(ЦЕЛЬ ЗАДАНИЯ)
В каких строках листинга ниже встречается слово «curtain»? Выберите их все и перепишите каждую целиком.

__________

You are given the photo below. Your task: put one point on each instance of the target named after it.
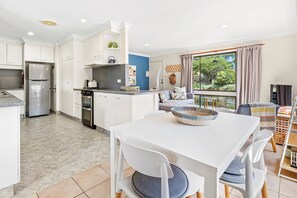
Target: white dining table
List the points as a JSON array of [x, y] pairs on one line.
[[205, 150]]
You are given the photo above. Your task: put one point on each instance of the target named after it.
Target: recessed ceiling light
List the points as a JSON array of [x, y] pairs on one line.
[[48, 22]]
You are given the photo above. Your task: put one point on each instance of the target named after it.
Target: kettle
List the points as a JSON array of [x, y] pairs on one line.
[[86, 83], [111, 59]]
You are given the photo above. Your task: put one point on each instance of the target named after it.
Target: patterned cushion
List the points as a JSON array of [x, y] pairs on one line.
[[146, 186], [178, 96], [179, 90], [166, 93], [162, 97], [236, 167]]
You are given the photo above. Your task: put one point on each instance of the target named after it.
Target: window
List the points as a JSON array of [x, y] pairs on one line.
[[214, 78]]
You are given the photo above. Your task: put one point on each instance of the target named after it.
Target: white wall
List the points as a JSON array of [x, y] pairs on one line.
[[279, 63], [279, 59]]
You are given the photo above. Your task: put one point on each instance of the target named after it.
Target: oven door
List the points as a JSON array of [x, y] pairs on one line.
[[87, 116], [86, 101]]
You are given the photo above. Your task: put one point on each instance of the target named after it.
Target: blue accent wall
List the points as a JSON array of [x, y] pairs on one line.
[[142, 65]]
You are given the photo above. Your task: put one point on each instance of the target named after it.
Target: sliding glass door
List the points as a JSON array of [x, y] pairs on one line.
[[214, 78]]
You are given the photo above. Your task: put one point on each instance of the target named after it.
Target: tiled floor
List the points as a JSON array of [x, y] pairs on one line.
[[59, 161], [54, 148], [95, 183]]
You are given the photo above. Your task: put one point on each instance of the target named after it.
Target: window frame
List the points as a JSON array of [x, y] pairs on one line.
[[226, 93]]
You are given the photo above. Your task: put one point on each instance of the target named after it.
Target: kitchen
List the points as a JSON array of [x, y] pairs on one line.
[[64, 69]]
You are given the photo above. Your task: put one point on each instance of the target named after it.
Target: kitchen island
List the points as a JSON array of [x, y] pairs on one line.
[[114, 107], [9, 142]]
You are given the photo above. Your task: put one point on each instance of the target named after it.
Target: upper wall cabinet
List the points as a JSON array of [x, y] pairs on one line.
[[39, 53], [66, 51]]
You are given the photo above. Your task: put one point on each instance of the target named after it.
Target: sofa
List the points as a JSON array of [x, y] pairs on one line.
[[169, 103]]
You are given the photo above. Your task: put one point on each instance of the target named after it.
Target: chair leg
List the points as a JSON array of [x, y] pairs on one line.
[[273, 144], [227, 191], [264, 190], [199, 195], [118, 194]]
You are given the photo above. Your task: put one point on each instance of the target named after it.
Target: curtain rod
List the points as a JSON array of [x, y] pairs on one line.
[[219, 50]]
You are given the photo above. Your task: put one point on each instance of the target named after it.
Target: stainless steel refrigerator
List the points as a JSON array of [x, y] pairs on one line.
[[38, 84]]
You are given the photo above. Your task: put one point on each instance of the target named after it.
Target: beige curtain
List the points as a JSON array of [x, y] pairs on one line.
[[187, 72], [249, 70]]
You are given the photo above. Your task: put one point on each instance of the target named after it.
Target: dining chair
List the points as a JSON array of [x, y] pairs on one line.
[[153, 113], [248, 173], [154, 176], [245, 109]]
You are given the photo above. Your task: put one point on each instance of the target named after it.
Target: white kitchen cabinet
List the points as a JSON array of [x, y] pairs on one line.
[[66, 87], [39, 53], [123, 108], [47, 54], [20, 95], [113, 109], [9, 146], [104, 110], [14, 54], [2, 53], [66, 51], [77, 104]]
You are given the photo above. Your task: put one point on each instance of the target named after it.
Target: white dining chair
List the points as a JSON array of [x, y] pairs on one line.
[[154, 176], [248, 173], [153, 113]]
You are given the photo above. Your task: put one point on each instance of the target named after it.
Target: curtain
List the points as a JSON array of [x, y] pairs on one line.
[[249, 70], [283, 95], [187, 73]]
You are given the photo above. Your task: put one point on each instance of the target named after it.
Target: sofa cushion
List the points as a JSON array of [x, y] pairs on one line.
[[162, 97], [178, 96]]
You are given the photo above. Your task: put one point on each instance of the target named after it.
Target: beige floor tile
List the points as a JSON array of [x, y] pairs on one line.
[[273, 182], [128, 172], [82, 196], [34, 195], [91, 177], [236, 193], [106, 166], [65, 189], [288, 188], [102, 190]]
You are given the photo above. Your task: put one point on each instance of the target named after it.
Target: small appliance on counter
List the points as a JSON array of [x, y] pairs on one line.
[[111, 59], [92, 84], [130, 88]]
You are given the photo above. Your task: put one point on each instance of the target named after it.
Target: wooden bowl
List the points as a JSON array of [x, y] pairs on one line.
[[194, 115]]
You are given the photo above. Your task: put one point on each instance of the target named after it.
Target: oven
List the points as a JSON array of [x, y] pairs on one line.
[[87, 105]]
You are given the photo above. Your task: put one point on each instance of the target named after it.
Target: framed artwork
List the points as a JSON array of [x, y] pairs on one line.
[[132, 74]]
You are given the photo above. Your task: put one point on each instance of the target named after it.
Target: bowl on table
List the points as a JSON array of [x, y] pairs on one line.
[[192, 115]]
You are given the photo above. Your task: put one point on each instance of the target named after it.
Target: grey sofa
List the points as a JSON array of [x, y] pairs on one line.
[[167, 105]]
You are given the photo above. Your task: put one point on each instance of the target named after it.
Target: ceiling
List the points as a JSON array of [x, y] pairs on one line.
[[168, 26]]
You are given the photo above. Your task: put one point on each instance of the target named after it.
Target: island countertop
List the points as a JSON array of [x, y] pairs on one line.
[[111, 91], [8, 100]]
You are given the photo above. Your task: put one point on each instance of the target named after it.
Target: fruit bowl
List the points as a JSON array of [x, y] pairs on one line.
[[194, 115]]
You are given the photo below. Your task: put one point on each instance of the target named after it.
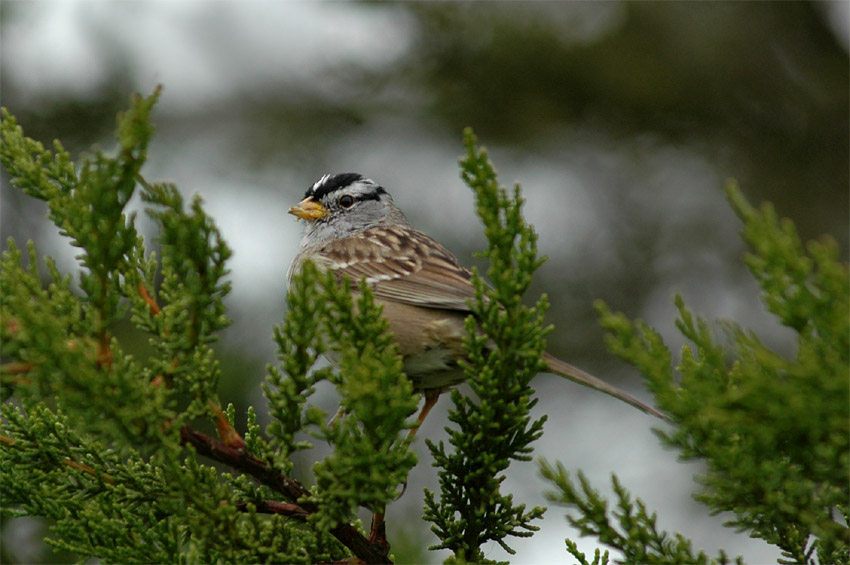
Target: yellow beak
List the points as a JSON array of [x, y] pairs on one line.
[[308, 209]]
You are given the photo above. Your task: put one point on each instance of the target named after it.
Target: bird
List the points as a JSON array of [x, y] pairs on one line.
[[354, 229]]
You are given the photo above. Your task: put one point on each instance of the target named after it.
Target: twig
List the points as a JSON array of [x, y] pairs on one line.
[[242, 460]]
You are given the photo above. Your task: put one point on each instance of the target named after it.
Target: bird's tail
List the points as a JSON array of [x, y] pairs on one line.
[[578, 376]]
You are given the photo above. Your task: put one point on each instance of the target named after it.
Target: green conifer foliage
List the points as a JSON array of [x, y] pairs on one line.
[[773, 431]]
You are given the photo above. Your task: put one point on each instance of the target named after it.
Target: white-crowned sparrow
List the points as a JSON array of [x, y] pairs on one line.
[[354, 229]]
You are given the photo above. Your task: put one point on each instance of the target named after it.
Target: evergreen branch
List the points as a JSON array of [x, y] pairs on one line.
[[243, 461], [635, 532], [505, 341], [288, 509], [772, 430]]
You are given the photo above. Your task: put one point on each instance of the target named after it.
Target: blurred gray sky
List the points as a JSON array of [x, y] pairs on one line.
[[620, 120]]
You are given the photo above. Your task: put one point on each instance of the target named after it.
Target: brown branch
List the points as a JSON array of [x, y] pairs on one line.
[[276, 507], [242, 460]]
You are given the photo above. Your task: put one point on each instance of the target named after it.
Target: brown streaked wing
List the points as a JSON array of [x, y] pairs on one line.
[[404, 265]]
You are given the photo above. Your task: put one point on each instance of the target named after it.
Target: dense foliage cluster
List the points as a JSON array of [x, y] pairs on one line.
[[116, 448]]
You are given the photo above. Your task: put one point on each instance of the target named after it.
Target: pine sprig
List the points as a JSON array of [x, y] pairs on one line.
[[505, 343], [632, 530], [772, 430]]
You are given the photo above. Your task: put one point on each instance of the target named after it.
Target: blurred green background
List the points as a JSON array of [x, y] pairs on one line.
[[621, 120]]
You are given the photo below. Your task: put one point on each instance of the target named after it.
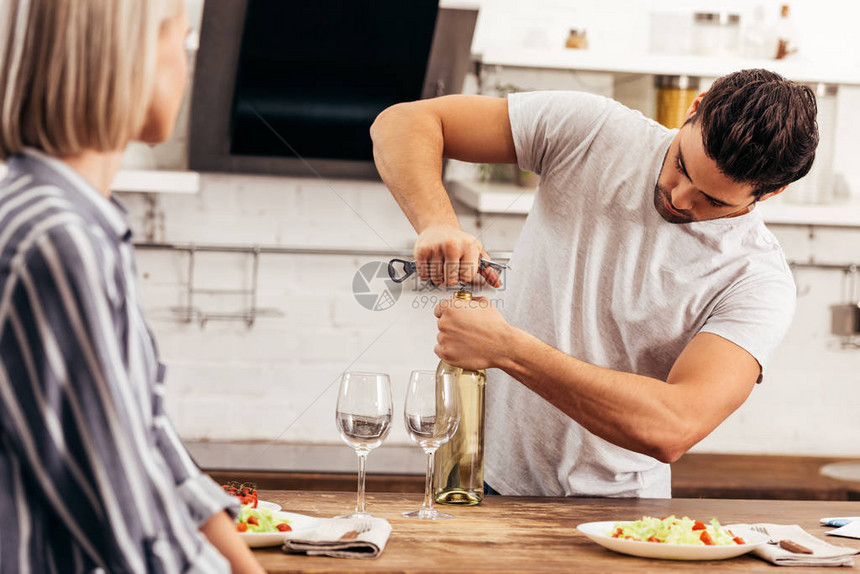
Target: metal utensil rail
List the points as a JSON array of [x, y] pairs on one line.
[[188, 313]]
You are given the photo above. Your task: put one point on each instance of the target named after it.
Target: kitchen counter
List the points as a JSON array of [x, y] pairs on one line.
[[696, 475], [524, 534]]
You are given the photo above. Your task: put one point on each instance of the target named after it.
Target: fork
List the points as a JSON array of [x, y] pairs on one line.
[[784, 544], [360, 526]]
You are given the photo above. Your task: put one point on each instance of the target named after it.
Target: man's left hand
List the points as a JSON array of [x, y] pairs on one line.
[[472, 334]]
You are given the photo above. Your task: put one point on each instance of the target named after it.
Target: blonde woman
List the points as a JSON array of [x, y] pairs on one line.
[[94, 478]]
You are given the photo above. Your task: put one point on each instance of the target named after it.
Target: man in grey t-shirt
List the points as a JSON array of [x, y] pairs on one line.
[[648, 295]]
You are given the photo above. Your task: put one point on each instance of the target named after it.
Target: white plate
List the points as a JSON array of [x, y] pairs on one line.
[[268, 505], [298, 523], [600, 532]]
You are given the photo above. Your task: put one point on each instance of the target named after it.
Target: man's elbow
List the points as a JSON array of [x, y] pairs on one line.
[[386, 118], [668, 447]]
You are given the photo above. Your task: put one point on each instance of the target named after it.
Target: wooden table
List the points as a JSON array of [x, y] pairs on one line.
[[519, 534]]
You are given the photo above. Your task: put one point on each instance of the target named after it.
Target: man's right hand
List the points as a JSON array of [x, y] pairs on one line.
[[446, 255]]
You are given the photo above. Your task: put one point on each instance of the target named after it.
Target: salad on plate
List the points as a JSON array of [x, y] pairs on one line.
[[673, 530]]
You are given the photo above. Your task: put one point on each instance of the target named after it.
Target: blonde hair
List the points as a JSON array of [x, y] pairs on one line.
[[76, 74]]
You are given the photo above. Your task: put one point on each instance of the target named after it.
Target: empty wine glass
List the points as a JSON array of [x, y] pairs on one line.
[[363, 420], [432, 414]]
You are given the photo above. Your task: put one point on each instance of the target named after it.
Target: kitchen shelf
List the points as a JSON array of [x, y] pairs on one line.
[[507, 198], [156, 181], [659, 64], [150, 181]]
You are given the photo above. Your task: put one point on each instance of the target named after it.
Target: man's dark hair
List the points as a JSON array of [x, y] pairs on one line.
[[760, 128]]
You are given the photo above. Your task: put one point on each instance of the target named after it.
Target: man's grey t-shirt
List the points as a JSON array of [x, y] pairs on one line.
[[598, 274]]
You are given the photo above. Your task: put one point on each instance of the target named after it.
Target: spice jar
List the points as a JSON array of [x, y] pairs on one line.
[[716, 34], [674, 96], [577, 39]]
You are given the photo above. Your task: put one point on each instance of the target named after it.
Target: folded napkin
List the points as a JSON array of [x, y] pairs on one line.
[[823, 553], [340, 538]]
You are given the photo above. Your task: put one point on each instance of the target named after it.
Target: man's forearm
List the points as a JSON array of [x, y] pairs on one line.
[[639, 413], [407, 148]]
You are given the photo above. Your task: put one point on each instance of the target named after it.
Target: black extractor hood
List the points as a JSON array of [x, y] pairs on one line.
[[292, 87]]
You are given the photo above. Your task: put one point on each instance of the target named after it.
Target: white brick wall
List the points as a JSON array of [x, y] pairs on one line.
[[229, 382], [278, 379]]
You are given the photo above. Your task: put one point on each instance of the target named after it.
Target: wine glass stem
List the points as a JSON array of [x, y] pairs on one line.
[[428, 481], [362, 468]]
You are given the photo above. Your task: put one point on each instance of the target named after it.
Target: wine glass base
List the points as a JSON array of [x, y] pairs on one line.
[[425, 514]]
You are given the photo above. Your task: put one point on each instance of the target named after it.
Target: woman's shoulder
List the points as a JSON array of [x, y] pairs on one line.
[[35, 213]]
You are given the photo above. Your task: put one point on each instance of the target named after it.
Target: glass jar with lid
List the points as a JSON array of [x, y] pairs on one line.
[[717, 34]]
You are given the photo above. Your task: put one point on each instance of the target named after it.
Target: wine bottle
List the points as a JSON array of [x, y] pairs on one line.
[[458, 477]]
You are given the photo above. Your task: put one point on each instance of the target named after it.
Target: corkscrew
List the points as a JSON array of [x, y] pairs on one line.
[[409, 268]]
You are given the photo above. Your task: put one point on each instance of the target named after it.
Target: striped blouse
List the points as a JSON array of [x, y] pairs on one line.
[[95, 478]]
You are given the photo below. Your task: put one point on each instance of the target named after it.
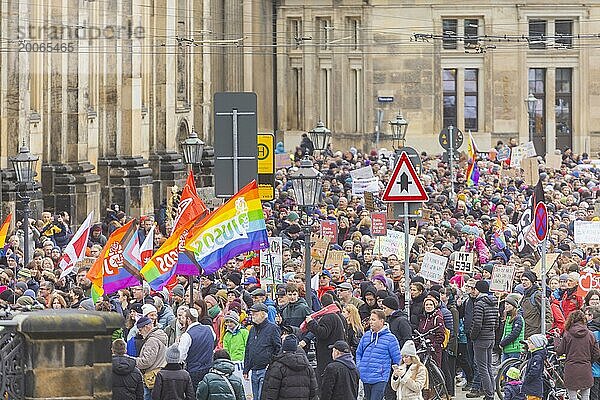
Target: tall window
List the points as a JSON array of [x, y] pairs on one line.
[[296, 99], [563, 30], [537, 33], [537, 86], [471, 31], [325, 32], [294, 32], [449, 83], [353, 29], [564, 96], [450, 28], [325, 98], [471, 99]]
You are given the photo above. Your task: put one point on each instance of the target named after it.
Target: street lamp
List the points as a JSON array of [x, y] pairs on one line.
[[320, 136], [24, 165], [399, 127], [531, 102], [306, 183], [192, 149]]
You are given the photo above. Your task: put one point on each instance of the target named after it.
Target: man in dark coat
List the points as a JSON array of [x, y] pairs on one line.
[[483, 334], [126, 378], [340, 378], [328, 329], [290, 376]]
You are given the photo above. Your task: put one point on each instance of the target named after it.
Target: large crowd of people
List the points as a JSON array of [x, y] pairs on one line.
[[239, 339]]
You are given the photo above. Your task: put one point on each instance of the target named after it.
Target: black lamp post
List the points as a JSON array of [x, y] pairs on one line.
[[399, 127], [320, 136], [24, 165], [192, 149], [531, 102], [307, 188]]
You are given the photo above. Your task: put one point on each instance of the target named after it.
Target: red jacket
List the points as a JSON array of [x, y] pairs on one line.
[[570, 302]]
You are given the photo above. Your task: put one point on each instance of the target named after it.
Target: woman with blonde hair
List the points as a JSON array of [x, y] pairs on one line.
[[355, 328], [410, 377]]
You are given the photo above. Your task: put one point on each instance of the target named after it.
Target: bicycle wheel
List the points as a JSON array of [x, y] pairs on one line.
[[501, 375], [437, 383]]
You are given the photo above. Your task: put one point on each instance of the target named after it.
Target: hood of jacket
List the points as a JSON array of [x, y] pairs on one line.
[[294, 361], [224, 366], [578, 330], [123, 365], [347, 360]]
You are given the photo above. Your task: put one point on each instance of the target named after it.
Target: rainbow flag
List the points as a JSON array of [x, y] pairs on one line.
[[163, 265], [4, 230], [118, 265], [236, 227]]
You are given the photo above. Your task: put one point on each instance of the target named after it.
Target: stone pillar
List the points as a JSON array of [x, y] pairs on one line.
[[66, 353]]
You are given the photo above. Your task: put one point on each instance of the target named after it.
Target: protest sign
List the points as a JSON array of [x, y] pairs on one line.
[[392, 243], [433, 267], [502, 278], [271, 261], [335, 258], [378, 224], [587, 232], [463, 262], [329, 230]]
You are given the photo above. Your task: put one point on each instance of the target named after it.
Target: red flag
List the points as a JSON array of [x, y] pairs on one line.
[[190, 206], [75, 250]]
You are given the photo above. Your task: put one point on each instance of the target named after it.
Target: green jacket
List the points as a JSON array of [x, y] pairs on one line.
[[514, 333], [235, 343], [214, 386]]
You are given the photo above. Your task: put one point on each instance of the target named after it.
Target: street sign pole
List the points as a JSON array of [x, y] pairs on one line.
[[406, 262]]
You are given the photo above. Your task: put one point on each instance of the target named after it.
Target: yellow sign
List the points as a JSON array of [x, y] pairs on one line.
[[266, 153]]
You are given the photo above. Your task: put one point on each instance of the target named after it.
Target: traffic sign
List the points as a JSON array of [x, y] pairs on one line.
[[266, 166], [541, 221], [404, 186], [457, 138]]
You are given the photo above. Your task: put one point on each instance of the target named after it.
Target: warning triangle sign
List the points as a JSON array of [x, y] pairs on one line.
[[404, 186]]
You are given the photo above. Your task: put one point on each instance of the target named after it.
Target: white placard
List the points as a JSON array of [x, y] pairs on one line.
[[266, 272], [433, 267], [587, 232], [392, 243], [502, 278], [360, 186], [463, 262]]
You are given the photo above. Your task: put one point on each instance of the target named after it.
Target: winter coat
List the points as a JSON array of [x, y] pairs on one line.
[[340, 379], [173, 383], [400, 326], [290, 377], [512, 391], [514, 333], [214, 387], [533, 384], [127, 383], [581, 349], [375, 354], [531, 305], [328, 329], [294, 314], [485, 318], [409, 384], [264, 341], [152, 353], [434, 323]]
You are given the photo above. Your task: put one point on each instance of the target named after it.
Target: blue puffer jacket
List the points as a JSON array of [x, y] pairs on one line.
[[533, 384], [376, 353]]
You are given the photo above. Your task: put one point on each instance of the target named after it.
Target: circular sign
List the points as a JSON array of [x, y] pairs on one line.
[[457, 138], [541, 221]]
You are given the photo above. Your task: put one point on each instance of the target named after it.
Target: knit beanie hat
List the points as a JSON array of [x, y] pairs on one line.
[[172, 355]]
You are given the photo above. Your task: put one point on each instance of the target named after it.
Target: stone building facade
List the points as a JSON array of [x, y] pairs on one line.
[[355, 63]]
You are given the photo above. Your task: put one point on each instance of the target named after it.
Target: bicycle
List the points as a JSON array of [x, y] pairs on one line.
[[437, 383]]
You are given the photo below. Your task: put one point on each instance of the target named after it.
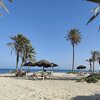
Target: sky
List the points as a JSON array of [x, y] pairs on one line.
[[46, 23]]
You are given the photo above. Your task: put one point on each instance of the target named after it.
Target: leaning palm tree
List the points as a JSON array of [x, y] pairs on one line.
[[74, 37], [18, 45], [28, 54]]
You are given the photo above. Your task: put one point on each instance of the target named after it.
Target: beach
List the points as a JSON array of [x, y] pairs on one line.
[[13, 88]]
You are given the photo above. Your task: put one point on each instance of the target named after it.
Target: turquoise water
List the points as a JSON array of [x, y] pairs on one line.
[[3, 71]]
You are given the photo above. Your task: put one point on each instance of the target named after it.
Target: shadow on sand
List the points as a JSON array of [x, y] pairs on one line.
[[92, 97]]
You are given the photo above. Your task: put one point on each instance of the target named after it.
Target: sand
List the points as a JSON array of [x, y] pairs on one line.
[[12, 88]]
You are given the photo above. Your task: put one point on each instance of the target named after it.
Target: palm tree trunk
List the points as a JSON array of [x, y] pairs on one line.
[[73, 59], [17, 60], [93, 66], [90, 67]]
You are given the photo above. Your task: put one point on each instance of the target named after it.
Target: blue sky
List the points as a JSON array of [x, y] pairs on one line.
[[45, 23]]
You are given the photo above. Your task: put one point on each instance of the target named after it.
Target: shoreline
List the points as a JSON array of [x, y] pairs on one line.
[[22, 89]]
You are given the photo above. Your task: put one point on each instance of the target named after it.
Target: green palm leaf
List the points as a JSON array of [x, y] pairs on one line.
[[92, 18]]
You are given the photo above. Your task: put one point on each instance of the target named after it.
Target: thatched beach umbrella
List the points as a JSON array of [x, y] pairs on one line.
[[29, 64], [81, 67], [43, 63], [54, 65]]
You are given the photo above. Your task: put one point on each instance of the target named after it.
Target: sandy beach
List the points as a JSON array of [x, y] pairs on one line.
[[12, 88]]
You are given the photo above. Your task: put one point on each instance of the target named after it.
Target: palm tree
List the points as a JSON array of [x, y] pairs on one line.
[[90, 63], [95, 57], [95, 10], [28, 54], [18, 45], [2, 5], [74, 37]]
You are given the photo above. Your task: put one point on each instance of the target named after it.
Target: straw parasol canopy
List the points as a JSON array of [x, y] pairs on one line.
[[29, 64], [54, 65], [81, 67], [43, 63]]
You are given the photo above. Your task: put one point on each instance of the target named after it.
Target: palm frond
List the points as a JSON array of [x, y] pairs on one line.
[[92, 18], [3, 6]]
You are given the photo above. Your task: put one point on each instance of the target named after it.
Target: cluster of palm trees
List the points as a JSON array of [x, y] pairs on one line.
[[23, 49]]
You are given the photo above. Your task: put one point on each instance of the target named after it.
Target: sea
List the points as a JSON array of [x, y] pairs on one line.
[[8, 70]]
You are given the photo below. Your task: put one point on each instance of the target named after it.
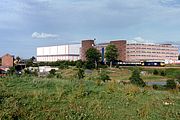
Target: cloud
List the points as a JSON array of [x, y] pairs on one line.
[[37, 35]]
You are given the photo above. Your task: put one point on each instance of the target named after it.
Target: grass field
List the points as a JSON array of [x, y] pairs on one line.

__________

(РЕЗУЛЬТАТ УПРАЖНЕНИЯ)
Target: curtain rod
Target: beige curtain
Target: curtain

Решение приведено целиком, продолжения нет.